:: SUPPLIED MATERIAL ::
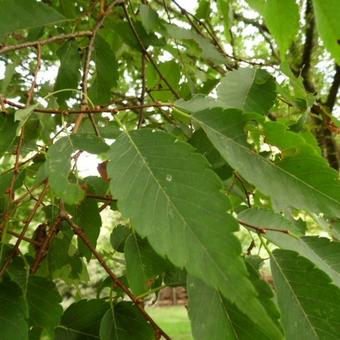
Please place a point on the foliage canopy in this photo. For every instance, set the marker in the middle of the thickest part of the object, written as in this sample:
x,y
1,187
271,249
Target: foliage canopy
x,y
216,133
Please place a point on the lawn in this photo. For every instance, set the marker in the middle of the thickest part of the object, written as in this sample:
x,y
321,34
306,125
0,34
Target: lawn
x,y
174,320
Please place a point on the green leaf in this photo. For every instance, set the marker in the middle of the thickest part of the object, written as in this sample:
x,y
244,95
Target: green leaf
x,y
203,10
89,143
125,322
59,166
201,142
7,132
69,71
209,51
23,115
295,182
43,303
327,14
150,19
282,19
220,319
224,8
87,216
142,264
13,325
309,303
81,321
9,73
106,75
22,14
118,237
321,251
251,90
150,166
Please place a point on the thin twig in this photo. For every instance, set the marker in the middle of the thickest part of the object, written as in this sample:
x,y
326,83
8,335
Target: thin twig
x,y
263,230
43,248
17,235
42,42
30,94
88,110
147,54
333,91
308,48
142,95
86,70
82,235
24,230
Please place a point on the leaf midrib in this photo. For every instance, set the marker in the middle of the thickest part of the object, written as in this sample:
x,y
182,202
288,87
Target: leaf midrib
x,y
175,207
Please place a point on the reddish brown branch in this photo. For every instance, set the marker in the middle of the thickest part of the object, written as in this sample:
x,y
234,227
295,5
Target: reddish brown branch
x,y
43,248
88,110
24,230
147,54
82,235
308,48
86,70
17,235
263,230
333,91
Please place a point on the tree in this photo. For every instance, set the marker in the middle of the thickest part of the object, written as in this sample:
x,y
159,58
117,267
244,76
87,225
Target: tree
x,y
205,123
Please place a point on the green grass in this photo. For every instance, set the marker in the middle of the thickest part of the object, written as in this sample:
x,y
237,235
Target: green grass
x,y
173,320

:: PROBLEM DETAILS ::
Rewrite all of the records above with "thickest part" changed to "widest part" wherever it occurs, keeping everything else the same. Leave the pictures out of your answer.

:: EXERCISE ANSWER ::
Please place a point on the foliage canopy in this photo. For every instance, set the marker in the middle of the widest part of the object, written as in this sample:
x,y
1,187
271,249
Target: foliage canopy
x,y
216,133
Please place a point on the lawn in this photo. For every instance, set the marker in the middle of the widest part of the object, written as in this sample:
x,y
321,34
306,125
0,34
Target: lawn
x,y
174,320
Please place a point on the green leaf in this photo. For every instance, set the marker in the middle of the widest part of the object, written as in this sample:
x,y
244,95
Target: green leaf
x,y
203,10
89,143
125,322
59,166
201,142
7,132
69,71
209,51
23,115
295,182
43,303
327,14
150,19
282,19
220,319
224,8
87,216
142,264
13,325
309,303
81,321
9,73
106,75
22,14
118,237
321,251
251,90
150,166
Please place a point on the thin twig in this photo. For every instance, set the marker in the middle of the widest part of the object, written as in this sample:
x,y
326,83
8,335
Target: thin twig
x,y
263,230
43,248
17,235
42,42
30,94
88,110
147,54
333,91
308,48
142,95
86,70
82,235
24,230
Please place a point on the leaf midrib in this photo. For every instance, set the marker in the middle of the widest part of the object, written as in this sample:
x,y
182,202
288,87
Target: leaf midrib
x,y
175,207
Please place a point on the reddish brown branch in this photo. For every instance, set the marker in the middle of the widest part of the object, written as in this sample:
x,y
234,227
295,5
Target: reddish brown branch
x,y
43,248
88,110
24,230
147,54
82,235
308,48
86,70
17,235
263,230
333,91
Please place a point on the tree in this photo. For every instance, set the marker in the middle of the widest part of the object, written as in this sample:
x,y
159,58
117,267
244,76
87,225
Target: tree
x,y
205,123
Please place a point on the green grass in this photo. For every instance, set the marker in the middle of the widest part of the object, written as in this sample:
x,y
237,235
Target: green grass
x,y
173,320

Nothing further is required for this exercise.